One of the first indications that I was caught in a no-win game came during my first months in the Los Angeles newsroom. There was an ongoing discussion at the upper levels of the paper about ethnic designation. Mexican-American? Chicano? Hispanic? What should be official style for news subjects with brown skins and Spanish surnames. I was smart enough to avoid taking sides, but I quickly learned that Frank Del Olmo and several others were actively lobbying for “Latino” as the proper designation. And Latino was accepted into the language, mostly because it was the biggest, most-inclusive term. Political freight is added to the everyday language in just that way.
And I also learned very quickly that other terms were to be battlegrounds, fighting words. “Illegal alien?” That was a pejorative, not to be encouraged. Part of the objection was to “alien,” which seemed to conjure up science-fiction images. But even the term “illegal” was examined and questioned. I was informed rather haughtily by one leading activist, during an editorial board luncheon, that these people were not really “illegal,” only “undocumented,” since they had only violated an administrative rule, not a law, by entering without inspection. (Note to Patterico: This is where today’s argument over felony vs. misdemeanor status for illegal entry really began.)
These battles were always polite, bloodless affairs, usually limited to quiet sniping and careful consultation over “policy.” As with most corporate infighting, it was considered bad taste to openly confront one another. Instead, complaints and comments went around the object of the complaint and were registered on the increasing numbers of assistant metropolitan editors, the priestly class in the cathedral called The Times. When I started out, there were two or three of these minions but the last I heard, there were upwards of twenty of them overseeing coverage. Every piece of copy ran through them and was cast and recast to their standards and perceptions before it was submitted to the editorial cardinals for placement. The truly effective journalists became not the digger-reporters but the infighters who could work the levers of editoral power. They were the team players, the conventional thinkers, the masters of Times orthodoxy.

[Outline labeling records]
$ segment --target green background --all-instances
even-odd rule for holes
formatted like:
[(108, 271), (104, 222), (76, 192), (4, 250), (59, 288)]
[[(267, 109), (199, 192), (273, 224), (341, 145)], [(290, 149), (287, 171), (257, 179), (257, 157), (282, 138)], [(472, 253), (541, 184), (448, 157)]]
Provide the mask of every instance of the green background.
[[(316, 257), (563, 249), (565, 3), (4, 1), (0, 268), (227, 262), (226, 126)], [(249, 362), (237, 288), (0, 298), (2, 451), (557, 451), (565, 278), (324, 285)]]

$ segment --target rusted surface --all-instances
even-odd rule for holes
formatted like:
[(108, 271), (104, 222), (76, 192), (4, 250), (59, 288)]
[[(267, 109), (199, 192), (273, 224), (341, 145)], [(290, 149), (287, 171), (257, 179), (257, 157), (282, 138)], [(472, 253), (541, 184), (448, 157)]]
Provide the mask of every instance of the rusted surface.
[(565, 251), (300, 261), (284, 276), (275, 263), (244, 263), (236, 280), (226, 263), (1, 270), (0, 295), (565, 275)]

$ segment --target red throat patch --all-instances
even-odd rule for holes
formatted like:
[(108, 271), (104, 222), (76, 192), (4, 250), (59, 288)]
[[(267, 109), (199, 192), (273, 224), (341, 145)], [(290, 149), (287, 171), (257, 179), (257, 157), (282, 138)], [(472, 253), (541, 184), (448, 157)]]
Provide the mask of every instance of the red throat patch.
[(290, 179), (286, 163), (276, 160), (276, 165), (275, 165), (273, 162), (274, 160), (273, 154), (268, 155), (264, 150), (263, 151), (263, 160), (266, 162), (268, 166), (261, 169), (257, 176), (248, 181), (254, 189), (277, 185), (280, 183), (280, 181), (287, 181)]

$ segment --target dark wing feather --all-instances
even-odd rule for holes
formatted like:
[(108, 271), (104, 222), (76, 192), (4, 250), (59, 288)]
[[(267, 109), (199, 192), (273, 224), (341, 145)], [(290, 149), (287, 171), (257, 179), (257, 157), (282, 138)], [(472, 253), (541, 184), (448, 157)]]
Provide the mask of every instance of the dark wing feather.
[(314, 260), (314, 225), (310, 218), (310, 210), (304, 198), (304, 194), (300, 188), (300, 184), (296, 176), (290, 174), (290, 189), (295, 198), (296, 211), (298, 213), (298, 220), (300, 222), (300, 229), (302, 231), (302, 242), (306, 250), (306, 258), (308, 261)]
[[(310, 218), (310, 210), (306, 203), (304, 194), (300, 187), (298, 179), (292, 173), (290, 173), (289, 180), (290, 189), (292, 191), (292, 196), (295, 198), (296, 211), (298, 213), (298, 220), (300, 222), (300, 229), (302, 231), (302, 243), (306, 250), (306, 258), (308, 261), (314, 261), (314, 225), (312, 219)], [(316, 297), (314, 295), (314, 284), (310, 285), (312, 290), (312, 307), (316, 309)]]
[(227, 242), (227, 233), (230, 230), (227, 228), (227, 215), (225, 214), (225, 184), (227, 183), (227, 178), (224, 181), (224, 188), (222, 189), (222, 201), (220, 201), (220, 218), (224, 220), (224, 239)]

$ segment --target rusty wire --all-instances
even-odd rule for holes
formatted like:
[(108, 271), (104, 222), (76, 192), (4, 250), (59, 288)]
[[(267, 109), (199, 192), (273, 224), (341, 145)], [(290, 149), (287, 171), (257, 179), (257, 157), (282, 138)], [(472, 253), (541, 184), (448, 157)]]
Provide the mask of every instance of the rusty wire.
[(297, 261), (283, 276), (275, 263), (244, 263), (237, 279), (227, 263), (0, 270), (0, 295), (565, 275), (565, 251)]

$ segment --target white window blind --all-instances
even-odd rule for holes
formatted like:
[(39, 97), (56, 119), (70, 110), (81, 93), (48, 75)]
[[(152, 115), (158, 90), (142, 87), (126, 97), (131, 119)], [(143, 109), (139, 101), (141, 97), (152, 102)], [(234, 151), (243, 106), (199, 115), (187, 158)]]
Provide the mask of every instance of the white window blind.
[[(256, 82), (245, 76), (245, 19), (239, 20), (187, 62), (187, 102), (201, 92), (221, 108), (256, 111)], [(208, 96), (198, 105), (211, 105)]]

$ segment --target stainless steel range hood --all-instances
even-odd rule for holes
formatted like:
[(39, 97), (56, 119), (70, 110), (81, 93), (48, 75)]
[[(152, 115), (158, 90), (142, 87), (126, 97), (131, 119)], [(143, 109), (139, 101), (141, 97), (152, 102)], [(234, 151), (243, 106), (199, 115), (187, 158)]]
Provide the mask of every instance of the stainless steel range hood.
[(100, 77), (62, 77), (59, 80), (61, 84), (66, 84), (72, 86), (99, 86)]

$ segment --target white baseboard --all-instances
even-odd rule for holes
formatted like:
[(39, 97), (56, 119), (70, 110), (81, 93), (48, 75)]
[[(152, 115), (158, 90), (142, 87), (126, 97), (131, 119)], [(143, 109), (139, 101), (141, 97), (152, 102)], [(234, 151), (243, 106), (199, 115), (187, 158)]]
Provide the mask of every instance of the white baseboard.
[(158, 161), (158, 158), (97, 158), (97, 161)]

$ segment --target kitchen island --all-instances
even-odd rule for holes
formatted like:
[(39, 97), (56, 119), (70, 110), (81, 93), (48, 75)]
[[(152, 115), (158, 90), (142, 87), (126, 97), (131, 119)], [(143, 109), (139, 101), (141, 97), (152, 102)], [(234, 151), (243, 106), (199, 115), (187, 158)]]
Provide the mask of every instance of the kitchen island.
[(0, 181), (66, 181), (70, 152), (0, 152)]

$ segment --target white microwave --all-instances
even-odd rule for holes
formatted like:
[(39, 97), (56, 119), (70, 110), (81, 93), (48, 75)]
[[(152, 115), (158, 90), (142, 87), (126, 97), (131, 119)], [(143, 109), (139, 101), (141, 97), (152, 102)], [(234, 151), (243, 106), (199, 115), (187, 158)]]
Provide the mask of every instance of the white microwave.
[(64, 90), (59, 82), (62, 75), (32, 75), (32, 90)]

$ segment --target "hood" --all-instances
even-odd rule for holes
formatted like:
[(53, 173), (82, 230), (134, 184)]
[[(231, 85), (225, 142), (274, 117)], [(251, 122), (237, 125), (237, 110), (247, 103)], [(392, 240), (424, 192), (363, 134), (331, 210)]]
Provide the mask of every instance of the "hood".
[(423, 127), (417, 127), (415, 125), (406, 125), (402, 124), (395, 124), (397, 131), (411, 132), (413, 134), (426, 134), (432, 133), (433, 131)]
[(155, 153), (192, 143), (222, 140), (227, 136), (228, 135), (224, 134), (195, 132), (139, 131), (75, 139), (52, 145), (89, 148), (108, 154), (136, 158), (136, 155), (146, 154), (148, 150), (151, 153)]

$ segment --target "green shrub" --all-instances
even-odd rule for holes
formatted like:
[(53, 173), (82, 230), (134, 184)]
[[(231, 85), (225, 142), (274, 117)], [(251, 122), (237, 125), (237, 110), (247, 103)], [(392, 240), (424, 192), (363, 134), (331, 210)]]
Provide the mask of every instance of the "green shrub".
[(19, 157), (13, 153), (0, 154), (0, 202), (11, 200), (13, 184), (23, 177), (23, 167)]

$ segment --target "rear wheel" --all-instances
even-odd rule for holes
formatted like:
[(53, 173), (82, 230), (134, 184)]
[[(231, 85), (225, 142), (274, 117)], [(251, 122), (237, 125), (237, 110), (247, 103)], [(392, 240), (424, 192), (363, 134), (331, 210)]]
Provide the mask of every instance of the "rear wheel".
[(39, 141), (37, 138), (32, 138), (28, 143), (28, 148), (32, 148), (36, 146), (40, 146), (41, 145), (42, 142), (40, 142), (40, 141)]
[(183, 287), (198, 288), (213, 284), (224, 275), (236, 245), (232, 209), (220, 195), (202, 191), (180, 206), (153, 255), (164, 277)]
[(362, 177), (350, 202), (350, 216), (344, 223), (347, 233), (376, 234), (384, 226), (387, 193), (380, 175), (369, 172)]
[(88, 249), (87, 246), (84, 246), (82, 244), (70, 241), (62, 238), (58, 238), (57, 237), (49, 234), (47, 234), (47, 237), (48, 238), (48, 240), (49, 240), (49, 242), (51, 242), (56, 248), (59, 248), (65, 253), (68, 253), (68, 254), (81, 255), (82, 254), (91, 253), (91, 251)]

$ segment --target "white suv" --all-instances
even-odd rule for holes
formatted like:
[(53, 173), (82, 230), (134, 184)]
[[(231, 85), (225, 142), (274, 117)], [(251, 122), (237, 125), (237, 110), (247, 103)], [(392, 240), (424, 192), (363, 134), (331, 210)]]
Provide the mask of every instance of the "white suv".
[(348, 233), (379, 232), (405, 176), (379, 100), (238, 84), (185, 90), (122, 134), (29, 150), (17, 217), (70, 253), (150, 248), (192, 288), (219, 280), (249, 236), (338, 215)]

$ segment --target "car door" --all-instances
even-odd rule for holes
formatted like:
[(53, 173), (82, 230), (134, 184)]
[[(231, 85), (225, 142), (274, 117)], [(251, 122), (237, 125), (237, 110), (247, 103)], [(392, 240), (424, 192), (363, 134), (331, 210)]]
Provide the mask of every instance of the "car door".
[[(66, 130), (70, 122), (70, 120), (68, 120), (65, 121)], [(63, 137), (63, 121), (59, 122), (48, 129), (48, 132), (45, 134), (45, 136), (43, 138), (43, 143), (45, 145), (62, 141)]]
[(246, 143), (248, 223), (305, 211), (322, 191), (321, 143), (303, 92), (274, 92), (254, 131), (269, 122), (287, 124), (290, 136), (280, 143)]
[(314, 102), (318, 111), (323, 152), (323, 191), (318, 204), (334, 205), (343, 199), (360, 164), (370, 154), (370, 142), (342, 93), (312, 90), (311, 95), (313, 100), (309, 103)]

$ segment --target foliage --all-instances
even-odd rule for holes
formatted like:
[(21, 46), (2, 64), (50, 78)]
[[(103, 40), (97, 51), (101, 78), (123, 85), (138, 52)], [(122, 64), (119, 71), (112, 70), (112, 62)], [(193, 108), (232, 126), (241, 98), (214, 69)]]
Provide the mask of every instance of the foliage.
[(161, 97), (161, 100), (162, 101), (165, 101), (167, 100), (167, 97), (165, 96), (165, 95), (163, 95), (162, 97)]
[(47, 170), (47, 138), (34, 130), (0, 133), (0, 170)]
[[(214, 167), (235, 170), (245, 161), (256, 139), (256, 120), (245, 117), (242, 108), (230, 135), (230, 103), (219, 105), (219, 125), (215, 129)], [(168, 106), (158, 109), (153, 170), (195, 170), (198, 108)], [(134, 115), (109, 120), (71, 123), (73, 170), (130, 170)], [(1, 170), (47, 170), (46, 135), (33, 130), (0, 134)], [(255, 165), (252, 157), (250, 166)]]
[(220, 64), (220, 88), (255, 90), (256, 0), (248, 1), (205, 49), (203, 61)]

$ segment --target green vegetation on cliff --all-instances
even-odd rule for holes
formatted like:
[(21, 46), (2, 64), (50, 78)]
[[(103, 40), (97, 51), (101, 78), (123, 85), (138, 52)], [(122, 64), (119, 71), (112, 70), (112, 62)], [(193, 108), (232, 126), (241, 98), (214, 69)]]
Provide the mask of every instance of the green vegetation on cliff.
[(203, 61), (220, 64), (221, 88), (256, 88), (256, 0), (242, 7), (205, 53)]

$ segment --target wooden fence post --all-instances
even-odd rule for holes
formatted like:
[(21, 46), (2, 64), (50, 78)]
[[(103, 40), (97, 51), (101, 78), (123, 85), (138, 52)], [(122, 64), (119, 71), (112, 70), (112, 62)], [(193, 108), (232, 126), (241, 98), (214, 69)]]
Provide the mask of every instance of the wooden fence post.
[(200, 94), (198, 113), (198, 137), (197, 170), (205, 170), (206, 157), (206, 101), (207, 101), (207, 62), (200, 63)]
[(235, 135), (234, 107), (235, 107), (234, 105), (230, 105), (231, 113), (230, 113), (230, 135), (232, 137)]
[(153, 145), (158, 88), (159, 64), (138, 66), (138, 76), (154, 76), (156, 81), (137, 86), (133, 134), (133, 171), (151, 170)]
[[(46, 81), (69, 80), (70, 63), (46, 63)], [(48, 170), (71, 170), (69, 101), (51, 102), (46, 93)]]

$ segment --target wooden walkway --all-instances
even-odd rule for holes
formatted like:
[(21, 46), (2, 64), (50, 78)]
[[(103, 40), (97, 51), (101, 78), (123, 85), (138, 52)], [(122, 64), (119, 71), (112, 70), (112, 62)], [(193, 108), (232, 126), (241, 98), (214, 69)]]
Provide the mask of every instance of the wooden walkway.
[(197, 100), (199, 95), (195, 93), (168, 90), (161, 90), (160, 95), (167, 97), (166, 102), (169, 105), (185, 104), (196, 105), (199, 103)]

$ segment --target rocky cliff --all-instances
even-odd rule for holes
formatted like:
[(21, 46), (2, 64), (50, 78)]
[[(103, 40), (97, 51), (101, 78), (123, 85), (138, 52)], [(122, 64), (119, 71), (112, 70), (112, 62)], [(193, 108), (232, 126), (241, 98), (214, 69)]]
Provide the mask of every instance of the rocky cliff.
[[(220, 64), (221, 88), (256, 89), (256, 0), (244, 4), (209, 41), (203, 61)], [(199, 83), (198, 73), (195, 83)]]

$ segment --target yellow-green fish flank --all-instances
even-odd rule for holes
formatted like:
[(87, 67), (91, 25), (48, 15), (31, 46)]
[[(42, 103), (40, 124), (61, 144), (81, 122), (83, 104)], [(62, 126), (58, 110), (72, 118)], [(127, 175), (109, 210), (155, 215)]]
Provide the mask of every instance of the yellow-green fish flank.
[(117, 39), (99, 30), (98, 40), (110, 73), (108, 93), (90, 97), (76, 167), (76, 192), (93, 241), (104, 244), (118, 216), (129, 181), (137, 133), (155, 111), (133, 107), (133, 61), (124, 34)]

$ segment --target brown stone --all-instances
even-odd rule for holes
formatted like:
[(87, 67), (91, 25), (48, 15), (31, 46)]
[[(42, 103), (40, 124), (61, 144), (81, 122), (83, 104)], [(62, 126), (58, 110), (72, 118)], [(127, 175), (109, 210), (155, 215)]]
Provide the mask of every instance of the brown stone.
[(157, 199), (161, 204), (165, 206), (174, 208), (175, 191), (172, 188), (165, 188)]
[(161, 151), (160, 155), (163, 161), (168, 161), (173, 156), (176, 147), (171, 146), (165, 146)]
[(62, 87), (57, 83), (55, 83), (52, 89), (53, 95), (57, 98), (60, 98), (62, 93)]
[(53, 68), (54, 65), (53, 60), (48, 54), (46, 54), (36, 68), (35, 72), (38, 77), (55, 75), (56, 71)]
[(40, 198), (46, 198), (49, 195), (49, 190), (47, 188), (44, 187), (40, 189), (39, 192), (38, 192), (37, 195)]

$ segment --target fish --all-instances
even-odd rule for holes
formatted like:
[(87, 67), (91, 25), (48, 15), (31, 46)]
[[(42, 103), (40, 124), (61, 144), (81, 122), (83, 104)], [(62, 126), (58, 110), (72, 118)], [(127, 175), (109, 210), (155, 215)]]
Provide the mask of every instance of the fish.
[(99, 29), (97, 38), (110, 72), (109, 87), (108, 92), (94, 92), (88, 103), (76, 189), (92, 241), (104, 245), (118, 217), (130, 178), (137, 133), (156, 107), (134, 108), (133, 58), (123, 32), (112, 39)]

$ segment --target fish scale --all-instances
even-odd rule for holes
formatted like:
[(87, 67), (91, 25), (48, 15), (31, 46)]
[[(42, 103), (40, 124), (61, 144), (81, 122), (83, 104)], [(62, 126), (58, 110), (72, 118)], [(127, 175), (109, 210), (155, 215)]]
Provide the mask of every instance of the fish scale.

# Brief A:
In the essay about the Los Angeles newsroom, which term did Frank Del Olmo and several others lobby for as the proper ethnic designation?
# Brief B:
Write the next part of the essay about the Los Angeles newsroom, picking up after its final sentence.

# Exercise result A:
"Latino"

# Exercise result B:
Newspapers are and always have been the conveyors of conventional wisdom. The true powers in the newsroom were and are not necessarily the people whose bylines stand at the top of any story. The true powers are the subeditors, editors and influentials who set the conventions that govern decisions about what was news, who was right in any particular dispute and who deserved the subtle and not so subtle support of the news pages.
Often stumbling and running afould of the conventional wisdom, I lurched through a number of verbal and political minefields during my tenure as the Times immigration and border expert. I did some stories that genuinely broke ground, hinting at the complexity and increasing urgency of the issue. But lots of my efforts were blunted or turned aside. My news judgement was questioned when I proposed doing a story about a Border Patrol helicopter being knocked out of the sky by a gang of immigrants throwing rocks on the bank of the Tia Juana River. (Not really worth a story, and besides, it sounds alarmist.) I did a fairly straightforward (I thought) story about immigrant gangs like the Mexican Mafia and Nuestra Familia and was told by one of my supervisors that it shouldn’t have run at all because it amounted to “institutional racism.” (At first I thought he was kidding. Then I remembered that he and several other Latino reporters, including Frank Del Olmo, jokingly referred to themselves as “the Brown Brotherhood.” At that point, I decided I wasn’t merely “insensitive.” I was the enemy.)
I did do some stories that I regarded as sound and even important. I covered the proceedings of a select commission on immigration chaired by Father Theodore Hesburgh of Notre Dame. But the commission’s two years of hearings and deliberations come to nothing, mostly because there was no consensus to be had. I watched serious academic studies of immigration and migration get trashed by activists with clear agendas. And I watched raw emotionalism and sentimentalism become substituted for reasoned news judgment.
This latter artifact was a direct outgrowth of the shift in The Times editorial view of the people we could never quite properly name, the migrants or immigrants, the mostly Mexican sojourners who had been coming north for more than a century but who were now streaming across the border by the hundreds of thousands, even millions. (That was another point of contention: I regularly wrote about number of apprehensions on the Southwest border, a rough but legitimate measure of migratory pressure. And just as regularly, I was called upon by my colleagues and superiors to defend what many of them saw as merely alarmist rumor-mongering, not reportage.)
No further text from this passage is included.